_WHAT IS REQUIRED_. Which lines of the records contain the word "below"? Show each of them.

_RAW DATA_.
◇ ◇ ◇ ◇ ◇

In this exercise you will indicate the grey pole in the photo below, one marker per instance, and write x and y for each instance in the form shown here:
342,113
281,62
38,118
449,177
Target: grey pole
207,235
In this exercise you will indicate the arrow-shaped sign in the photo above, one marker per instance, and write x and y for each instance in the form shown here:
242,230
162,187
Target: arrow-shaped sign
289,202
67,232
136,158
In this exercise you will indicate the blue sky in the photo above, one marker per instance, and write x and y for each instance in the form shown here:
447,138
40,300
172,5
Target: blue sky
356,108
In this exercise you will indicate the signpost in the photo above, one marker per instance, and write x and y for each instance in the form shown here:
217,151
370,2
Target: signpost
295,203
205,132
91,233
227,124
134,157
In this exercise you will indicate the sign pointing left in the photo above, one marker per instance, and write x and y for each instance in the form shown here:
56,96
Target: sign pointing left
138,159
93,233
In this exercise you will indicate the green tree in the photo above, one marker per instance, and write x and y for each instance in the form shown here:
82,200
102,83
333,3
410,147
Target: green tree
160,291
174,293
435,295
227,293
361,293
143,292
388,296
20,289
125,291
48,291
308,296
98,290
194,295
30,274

◇ ◇ ◇ ◇ ◇

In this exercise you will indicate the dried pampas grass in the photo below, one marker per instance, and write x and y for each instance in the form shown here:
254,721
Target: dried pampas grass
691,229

◇ ◇ ◇ ◇ ◇

_RESPONSE_.
In this exercise you will indicate the grey pole in the photo below, one marker per instance, and write x and y for each instance in the form shown here:
In this exercise you will indicate the dried pampas grass in the photo below, one marker per instance, and write x and y for each instance in the form shown here:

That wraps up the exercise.